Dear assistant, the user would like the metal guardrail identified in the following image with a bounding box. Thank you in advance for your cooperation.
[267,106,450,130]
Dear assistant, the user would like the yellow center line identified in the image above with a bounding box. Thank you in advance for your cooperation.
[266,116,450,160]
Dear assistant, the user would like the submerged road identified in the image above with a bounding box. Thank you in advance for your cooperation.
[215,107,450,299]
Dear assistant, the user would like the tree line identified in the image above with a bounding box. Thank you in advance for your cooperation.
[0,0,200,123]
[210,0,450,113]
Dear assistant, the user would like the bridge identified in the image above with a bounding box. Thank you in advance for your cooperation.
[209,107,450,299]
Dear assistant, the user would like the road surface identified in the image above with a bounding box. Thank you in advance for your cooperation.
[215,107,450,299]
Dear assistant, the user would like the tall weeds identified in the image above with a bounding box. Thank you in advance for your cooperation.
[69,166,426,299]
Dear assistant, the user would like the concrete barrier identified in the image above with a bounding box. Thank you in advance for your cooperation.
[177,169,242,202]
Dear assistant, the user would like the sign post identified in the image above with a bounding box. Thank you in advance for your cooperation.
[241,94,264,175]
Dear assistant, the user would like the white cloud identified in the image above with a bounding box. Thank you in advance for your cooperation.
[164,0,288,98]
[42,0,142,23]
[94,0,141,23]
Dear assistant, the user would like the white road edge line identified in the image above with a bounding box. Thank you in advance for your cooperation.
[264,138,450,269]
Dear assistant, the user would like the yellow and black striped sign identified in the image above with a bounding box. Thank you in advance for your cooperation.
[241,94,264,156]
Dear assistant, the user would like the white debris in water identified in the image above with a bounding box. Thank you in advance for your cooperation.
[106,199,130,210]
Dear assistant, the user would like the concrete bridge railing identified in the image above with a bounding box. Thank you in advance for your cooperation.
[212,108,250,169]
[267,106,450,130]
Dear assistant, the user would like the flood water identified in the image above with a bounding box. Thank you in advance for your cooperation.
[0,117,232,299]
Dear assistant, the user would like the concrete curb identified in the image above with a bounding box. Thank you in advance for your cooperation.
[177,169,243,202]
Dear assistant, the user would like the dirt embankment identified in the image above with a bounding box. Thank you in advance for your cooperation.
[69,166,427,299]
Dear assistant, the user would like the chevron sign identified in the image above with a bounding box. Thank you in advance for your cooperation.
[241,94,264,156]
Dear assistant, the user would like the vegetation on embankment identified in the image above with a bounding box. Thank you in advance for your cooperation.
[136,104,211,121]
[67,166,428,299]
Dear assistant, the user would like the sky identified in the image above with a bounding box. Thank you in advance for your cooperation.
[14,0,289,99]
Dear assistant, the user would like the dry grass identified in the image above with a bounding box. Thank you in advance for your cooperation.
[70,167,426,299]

> _SET PROBLEM_
In the material above, take the lines from the one containing "Dear assistant, the user would like the white debris" up to and including the one containing "[106,199,130,210]", and return them as a JSON list of strings with one string per line, omitting blank lines.

> _SOLUTION TO THE EXERCISE_
[
  "Dear assistant, the user would like the white debris in water identified in the image above with a bounding box. Thank you in advance for your cooperation.",
  "[106,199,130,210]"
]